» **SOURCE TEXT**:
________

Monday, December 21, 2009

On the World's Largest Stage: Narrative, Heroism, and the Ecologium in Global Climate Change (pt1)

Prologue

In the beginning there was story. There would be many things adapted from the story and many additions to the story, but without the story there was nothing and there was nothing that was not in the story. The beginning was the narrative of the generation of all things by God. But the story did not end with the beginning and gained new elements as it grew. There was nothing good that could not be added to the story, and nothing great that could not be accredited to God. The humans in the story are called good and credited to God, but then, so is everything.

And not all that the humans did could be called good. Within the story emerged alienation, anxiety, and confusion. The tragedies compounded, as such are wont to do, and to them God added further good, which is what God always does, though the humans did not always see it. But this, too, became part of the story as various solutions were proposed , adopted, and denied. But God’s climactic solution was to increase the goodness to such degree that the world itself could not understand it. Many could not accept this and many more were opposed, but those who did accept it also added it to the story, because there is nothing too wondrous for God. And this wonder became the way some of the humans lived, as they tried to respond to God’s excessive goodness within the world, within themselves, and within the narrative that contained them – because now they knew what the story was about.

Today, of course, we could be telling a different narrative. We could be telling the story of the same humans standing upon the edge of a precipice that they themselves have built, and stepping over it largely of their own volition. We could be telling the story of a people so corrupt with greed and ignorance and arrogance that they actually tried to swallow the world on which they lived. And we could be telling the story of a blessed generation sacrificing its promised children to the Molochian fires of the very economic idols to whom they accredit all of their prosperity, but blaming God and God’s good world for the iniquity responsible for the desertification that threatens to spread beneath their very feet.

________

» **STATED EXERCISE A**:
Transcribe the stretch of the climate change essay from "Monday, December 21, 2009" through "so is everything." word for word.

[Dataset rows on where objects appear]

________

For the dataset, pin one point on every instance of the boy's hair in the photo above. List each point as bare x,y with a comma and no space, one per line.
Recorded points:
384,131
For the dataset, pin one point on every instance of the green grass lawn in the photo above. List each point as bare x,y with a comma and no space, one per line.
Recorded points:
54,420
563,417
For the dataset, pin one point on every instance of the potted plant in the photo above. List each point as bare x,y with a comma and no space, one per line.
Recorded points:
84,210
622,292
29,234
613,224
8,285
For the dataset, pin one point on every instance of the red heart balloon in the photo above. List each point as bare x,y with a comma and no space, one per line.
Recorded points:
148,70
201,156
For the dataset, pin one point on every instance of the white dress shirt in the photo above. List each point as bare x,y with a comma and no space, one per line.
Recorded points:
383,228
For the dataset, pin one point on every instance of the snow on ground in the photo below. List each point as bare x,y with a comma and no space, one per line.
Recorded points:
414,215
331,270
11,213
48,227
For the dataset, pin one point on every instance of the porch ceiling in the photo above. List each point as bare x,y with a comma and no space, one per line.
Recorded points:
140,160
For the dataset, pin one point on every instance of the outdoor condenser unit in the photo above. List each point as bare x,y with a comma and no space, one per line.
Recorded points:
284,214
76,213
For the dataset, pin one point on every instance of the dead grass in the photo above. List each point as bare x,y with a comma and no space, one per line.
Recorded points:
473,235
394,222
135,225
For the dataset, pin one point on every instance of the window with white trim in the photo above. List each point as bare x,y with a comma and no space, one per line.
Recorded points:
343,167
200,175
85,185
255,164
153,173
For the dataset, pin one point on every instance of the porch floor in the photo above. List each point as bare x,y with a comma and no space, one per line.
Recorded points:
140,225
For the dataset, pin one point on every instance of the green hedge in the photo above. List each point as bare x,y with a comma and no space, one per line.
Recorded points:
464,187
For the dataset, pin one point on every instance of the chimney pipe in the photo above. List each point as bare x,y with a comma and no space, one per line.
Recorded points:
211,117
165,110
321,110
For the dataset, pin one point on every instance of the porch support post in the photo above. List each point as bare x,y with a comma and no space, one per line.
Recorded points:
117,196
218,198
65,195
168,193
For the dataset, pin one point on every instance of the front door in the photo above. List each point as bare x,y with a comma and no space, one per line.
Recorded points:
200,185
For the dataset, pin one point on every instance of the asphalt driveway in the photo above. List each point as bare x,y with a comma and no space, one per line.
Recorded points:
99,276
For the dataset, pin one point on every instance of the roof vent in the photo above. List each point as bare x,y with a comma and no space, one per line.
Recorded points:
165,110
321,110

________

» **STATED EXERCISE B**:
Count how many lines of the entries contain the string "green", and reply with that number alone.

» **FINAL ANSWER A**:
Monday, December 21, 2009

On the World's Largest Stage: Narrative, Heroism, and the Ecologium in Global Climate Change (pt1)

Prologue

In the beginning there was story. There would be many things adapted from the story and many additions to the story, but without the story there was nothing and there was nothing that was not in the story. The beginning was the narrative of the generation of all things by God. But the story did not end with the beginning and gained new elements as it grew. There was nothing good that could not be added to the story, and nothing great that could not be accredited to God. The humans in the story are called good and credited to God, but then, so is everything.

» **FINAL ANSWER B**:
2